+++ Selected text

DETAILS/SEAN JOHN/WILLIAM MORRIS: This sneaky little get-together took place in a fire hall in the residential part of Park City proper. Perhaps the swankiest do we’ve seen yet, complete with massive video screens, red chandeliers, huge dance floor and two long bars, this party was quickly discovered by the masses and swamped at the door. But getting in took far more than simply knowing where it was – you had to be special to get on this list. I won’t tell you how we got in, but it was certainly the coup of the festival so far. Celebrity appearances included Amy Smart (who touched my butt), Jeremy Sisto (who didn’t), Peter Fonda, Macaulay Culkin, Mark Ruffalo, Vera Farmiga (Adrien Brody’s love interesting Dummy), and a very sloppily drunken Johnny Galecki. I thought I saw Mena Suvari a bunch of times, but it turned out to be the 2Xist Underwear publicist instead. Sadly, not long after we arrived, the bar ran out of booze, with the bartenders admitting “we really didn’t get very much given to us.” That was bad, but not something that couldn’t be handled… until Paris Hilton and Nicola Charles walked their skanky asses into the room. Quickly turning the entry/exit corridor into a bottleneck, due to security staff who were convinced that Hilton and Charles couldn’t walk in without everyone else clearing out, the doltish duo also had a booth cleared out for them, then sat and pretended they were talking as photographers snapped them from two feet away. The rank stank of skank was all too much for most people with taste and the room soon cleared. Apparently there were gift bags on the premises, but darned if we could find them. Added to that, the coat check girl hadn’t been told how a coat check works before her shift, so every jacket was filed out of numerical order, and mine wasn’t even filed under the number I was given. People essentially climbed over the counter and found their own jackets after a while, leaving the lasting memory of the Details party being “a grandiose shitfight.”

THE SUNDANCE CHANNEL: What a bum rap this party turned out to be. Everything started off great - no long lines, easy entry with a ticket, fantastic food and free booze galore, but the devil's in the details, and the Sundance Channel party was severely lacking in those. First of all, despite a tradition of having the finest swag bags of all the parties at the festival, this year the Sundance Channel decided to make their swag better, but hide it from everyone except a select few. Last year their bag was said to be worth thousands, which had celebrities diving over one another to get their share in an ugly display of greed.
This year it seemed nothing was on offer at all, except 'sepia tone' disposable cameras - something I can't bring myself to use on a purely environmental level. It seemed odd to go from great swag to no swag, I thought, but as I supped of the sumptuous Stella Artois in my fist, I overheard something that irked me. "Here, quickly, take this ticket. Don't let anyone see it. In half an hour, go to the room at the back and get your bag. They're only for directors this year..." Just as well they weren't for actors, since those were pretty thin on the ground, though Scrubs star and Garden state director Zack Braff was in attendance, annoyed that the bar wouldn't serve him booze. He seemed more than happy when I told him his film was the best I'd seen at the fest so far, but a lack of beer meant he was gone in a hurry. Adding to the annoyance, the people that I was supposed to meet at the party were instead ferried into another room when they arrived, because the first room had been overcrowded. It might not have been so bad if there weren't six IFC Video cameras roaming around the joint, clogging up the works.

++++++

*Written instruction 1*: Which features does the party review give for the Details party venue in the phrase beginning "complete with"? List every one.

+++ Input

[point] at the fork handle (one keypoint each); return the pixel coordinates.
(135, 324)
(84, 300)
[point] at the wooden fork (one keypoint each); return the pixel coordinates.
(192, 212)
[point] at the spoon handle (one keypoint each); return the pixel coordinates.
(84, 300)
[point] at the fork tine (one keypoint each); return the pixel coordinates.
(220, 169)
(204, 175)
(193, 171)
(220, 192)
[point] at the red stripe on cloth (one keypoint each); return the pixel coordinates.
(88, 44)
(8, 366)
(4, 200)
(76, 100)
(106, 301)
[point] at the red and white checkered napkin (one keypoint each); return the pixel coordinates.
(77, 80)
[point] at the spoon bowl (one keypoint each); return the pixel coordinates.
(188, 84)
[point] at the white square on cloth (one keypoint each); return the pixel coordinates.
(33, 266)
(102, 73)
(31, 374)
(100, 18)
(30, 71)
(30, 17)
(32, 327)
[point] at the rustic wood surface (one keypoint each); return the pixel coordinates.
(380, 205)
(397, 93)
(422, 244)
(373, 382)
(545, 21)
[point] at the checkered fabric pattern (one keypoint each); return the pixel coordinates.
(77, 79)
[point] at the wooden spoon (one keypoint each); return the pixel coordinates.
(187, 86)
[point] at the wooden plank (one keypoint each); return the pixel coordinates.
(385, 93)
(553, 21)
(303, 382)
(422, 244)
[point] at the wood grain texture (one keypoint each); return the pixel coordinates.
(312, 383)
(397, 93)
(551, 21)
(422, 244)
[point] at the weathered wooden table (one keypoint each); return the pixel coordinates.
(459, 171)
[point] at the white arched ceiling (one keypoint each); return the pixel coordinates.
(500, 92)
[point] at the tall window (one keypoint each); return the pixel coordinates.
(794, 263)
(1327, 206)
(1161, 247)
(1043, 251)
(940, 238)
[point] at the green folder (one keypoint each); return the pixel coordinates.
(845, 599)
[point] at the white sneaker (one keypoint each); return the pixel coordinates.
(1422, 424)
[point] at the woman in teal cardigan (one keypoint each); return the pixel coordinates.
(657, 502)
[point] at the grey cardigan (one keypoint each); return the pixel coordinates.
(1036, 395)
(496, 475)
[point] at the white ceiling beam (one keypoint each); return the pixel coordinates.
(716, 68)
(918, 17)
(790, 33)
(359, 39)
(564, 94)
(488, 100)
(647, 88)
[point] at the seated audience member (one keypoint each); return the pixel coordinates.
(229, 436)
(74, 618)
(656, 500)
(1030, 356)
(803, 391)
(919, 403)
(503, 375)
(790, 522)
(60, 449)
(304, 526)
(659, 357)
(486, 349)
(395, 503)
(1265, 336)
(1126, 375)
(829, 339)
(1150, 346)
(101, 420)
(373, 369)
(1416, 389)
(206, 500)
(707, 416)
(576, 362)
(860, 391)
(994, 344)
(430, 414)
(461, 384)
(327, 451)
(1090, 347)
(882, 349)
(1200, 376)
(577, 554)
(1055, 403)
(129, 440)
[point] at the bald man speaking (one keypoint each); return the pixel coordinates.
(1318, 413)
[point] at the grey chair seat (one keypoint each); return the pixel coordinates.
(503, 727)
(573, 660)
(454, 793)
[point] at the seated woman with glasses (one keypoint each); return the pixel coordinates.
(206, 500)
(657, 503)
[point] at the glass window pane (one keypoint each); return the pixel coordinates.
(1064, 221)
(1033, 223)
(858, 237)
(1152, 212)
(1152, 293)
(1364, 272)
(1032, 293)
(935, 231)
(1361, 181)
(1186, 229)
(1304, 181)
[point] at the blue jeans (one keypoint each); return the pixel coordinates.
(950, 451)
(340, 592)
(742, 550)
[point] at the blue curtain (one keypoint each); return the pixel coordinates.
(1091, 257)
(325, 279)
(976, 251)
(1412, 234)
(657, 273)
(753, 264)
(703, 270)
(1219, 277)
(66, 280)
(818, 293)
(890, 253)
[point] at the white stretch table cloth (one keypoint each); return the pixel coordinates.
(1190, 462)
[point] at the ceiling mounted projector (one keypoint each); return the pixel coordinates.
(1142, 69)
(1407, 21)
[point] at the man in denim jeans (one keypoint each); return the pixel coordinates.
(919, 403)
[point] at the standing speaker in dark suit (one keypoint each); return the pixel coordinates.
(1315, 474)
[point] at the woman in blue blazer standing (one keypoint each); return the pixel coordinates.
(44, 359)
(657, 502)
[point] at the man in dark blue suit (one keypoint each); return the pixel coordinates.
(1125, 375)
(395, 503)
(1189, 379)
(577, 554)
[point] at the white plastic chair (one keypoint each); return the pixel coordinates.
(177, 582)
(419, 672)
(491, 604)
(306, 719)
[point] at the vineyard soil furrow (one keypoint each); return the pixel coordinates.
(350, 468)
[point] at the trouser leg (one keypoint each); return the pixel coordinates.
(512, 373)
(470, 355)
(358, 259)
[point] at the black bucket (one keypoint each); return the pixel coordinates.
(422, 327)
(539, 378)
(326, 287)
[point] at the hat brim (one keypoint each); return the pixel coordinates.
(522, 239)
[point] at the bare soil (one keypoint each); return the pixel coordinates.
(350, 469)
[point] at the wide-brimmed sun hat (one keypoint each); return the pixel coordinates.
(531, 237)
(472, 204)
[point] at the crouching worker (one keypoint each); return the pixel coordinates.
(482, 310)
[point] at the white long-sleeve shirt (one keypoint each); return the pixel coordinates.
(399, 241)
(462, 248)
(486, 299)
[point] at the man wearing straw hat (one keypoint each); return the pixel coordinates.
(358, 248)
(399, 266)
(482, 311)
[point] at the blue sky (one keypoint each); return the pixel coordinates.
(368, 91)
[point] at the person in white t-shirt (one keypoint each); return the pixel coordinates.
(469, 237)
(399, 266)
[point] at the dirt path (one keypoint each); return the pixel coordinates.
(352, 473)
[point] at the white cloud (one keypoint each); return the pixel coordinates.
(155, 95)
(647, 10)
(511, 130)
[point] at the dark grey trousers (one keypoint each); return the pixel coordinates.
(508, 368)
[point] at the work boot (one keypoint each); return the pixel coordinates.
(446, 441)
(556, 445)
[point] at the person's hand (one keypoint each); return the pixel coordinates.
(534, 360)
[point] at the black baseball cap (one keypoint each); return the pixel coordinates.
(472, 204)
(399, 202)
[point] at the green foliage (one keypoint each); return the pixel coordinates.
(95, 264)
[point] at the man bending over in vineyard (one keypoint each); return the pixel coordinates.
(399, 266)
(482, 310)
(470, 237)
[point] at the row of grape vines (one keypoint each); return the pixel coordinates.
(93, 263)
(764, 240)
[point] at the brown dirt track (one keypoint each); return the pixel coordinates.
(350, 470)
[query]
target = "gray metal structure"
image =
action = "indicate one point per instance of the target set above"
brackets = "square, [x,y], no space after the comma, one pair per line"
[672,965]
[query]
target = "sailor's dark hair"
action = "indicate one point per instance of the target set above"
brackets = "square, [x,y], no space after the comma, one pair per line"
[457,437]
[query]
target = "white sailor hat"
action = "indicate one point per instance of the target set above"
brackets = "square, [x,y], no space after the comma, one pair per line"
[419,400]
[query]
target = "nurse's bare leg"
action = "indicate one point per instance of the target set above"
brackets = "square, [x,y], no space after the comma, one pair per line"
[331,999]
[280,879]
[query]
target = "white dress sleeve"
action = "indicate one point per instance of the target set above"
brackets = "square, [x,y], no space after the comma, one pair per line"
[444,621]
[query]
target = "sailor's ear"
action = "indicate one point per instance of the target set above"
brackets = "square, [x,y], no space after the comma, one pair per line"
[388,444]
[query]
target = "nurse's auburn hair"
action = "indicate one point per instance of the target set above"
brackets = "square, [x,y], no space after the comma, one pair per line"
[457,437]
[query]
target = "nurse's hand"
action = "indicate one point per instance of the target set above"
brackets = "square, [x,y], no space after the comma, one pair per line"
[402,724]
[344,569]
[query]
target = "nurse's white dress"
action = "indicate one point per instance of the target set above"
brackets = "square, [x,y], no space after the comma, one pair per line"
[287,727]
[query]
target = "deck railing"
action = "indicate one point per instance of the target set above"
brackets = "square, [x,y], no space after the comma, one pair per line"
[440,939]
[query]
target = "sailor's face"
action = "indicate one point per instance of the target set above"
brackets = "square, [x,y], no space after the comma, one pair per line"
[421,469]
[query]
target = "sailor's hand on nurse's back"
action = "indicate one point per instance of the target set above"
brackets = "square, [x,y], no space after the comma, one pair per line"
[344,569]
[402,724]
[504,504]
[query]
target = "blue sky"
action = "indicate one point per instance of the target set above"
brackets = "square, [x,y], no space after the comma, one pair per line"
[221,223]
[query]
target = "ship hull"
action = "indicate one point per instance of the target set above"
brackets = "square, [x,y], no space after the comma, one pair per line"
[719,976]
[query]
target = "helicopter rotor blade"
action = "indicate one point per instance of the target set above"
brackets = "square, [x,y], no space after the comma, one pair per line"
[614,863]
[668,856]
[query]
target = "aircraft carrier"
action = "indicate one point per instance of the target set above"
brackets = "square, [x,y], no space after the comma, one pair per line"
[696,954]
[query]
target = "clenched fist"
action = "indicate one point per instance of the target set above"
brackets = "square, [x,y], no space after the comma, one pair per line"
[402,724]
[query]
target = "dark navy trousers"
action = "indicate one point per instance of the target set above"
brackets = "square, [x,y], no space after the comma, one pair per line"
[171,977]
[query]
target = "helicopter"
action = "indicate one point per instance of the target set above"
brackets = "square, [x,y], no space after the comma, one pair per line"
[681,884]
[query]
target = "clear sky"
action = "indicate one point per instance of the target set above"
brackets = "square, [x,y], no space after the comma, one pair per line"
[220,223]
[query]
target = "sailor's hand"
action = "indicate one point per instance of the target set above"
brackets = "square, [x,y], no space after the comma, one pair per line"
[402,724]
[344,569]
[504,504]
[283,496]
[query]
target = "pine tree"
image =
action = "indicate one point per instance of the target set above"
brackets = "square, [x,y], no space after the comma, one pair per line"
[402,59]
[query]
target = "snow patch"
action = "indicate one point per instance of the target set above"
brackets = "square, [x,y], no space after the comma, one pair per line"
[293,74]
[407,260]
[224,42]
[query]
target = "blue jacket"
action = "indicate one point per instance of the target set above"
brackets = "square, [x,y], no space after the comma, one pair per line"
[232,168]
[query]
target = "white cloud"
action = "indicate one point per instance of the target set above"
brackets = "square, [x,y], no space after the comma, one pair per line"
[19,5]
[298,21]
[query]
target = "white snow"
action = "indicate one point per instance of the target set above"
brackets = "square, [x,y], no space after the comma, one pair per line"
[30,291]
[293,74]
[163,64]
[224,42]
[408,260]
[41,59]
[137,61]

++++++

*Written instruction 2*: Which lines of the records contain the word "woman"? Pull out each such line and copy it in full.

*Task response 1*:
- Massive video screens
- Red chandeliers
- Huge dance floor
- Two long bars

*Task response 2*:
[point] at the woman in teal cardigan (one keypoint each); return the pixel coordinates.
[point] at the seated woman with glasses (one keypoint each); return the pixel coordinates.
[point] at the woman in blue blazer standing (one keypoint each); return the pixel coordinates.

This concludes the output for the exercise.